Data for this exercise —
::::

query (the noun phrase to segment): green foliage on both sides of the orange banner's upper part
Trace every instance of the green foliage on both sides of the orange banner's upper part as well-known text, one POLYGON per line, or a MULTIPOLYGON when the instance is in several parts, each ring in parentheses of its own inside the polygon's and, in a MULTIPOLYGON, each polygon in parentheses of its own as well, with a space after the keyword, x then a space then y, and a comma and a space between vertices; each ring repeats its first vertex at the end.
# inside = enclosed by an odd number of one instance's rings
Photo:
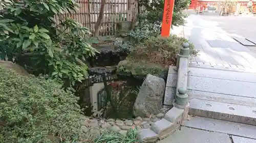
MULTIPOLYGON (((160 26, 163 18, 164 0, 153 0, 152 3, 148 5, 149 2, 149 0, 140 1, 140 6, 143 5, 146 7, 145 19, 151 23, 158 23, 160 26)), ((174 2, 172 26, 184 25, 184 18, 186 18, 187 15, 183 13, 183 10, 185 10, 189 4, 189 0, 177 0, 174 2)))

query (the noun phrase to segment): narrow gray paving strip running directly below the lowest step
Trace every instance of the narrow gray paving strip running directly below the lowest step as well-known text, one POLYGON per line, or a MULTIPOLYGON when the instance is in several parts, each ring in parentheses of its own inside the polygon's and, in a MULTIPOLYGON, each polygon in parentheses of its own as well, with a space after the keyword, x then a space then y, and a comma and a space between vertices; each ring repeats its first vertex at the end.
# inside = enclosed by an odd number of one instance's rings
POLYGON ((188 121, 183 121, 182 125, 196 129, 221 132, 256 139, 256 127, 241 123, 234 123, 202 117, 193 117, 190 118, 190 120, 188 121))

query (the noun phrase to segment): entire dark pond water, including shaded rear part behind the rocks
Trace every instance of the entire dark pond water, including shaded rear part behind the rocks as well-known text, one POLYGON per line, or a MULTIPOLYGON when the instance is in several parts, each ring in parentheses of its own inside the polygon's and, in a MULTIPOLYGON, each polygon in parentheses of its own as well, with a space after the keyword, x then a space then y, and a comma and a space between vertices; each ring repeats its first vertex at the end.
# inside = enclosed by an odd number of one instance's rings
POLYGON ((89 59, 89 74, 100 75, 93 84, 81 84, 76 89, 79 104, 86 116, 103 118, 133 118, 133 106, 144 77, 116 75, 116 65, 125 59, 125 51, 116 51, 111 45, 97 45, 100 51, 89 59), (108 75, 103 82, 103 74, 108 75))

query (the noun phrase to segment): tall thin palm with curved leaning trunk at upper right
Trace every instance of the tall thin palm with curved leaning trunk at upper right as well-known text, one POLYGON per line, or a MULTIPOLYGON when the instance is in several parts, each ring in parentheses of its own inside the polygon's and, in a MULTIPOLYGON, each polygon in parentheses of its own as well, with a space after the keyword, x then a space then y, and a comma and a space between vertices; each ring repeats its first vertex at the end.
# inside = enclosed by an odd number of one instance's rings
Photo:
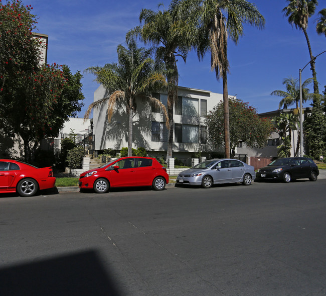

::::

Only an exact copy of the lines from the one with "Trace every instance of the entire" through the last line of the data above is wanted, and no pictures.

Trace every instance of the entire dark pond water, including shaded rear part behind the rocks as well-known text, one POLYGON per line, or a MULTIPOLYGON when the instance is in several parts, each ring in parentheses of its own inside the polygon's and, in a MULTIPOLYGON, each polygon in parentheses of its own as well, with a space after the keyword, x then a space then y, and a comma and a space between vertices; each ring repeats its first vertex at the end.
# inside = enclosed by an odd number of one instance's rings
POLYGON ((89 59, 89 74, 100 75, 93 84, 81 84, 76 89, 79 104, 86 116, 103 118, 133 118, 133 106, 144 77, 116 75, 116 65, 125 59, 125 51, 116 51, 111 45, 97 45, 100 51, 89 59), (108 75, 103 82, 103 74, 108 75))

query (the noun phrase to segment): tall thin palm with curved leaning trunk at upper right
Trace every instance of the tall thin palm with curved leaning trunk at upper right as well-known text, one POLYGON per line, or a MULTIPOLYGON when the instance is in several parts, each ring in parentheses of its own inside the polygon's and, in a MULTIPOLYGON, each polygon in parentheses of its own as well, with a space after the keyword, x then a space then y, and a comma and a space between vertices; each ring repeats its first vertex at the end.
# inside = enclosed by an odd number of one instance's rings
Photo:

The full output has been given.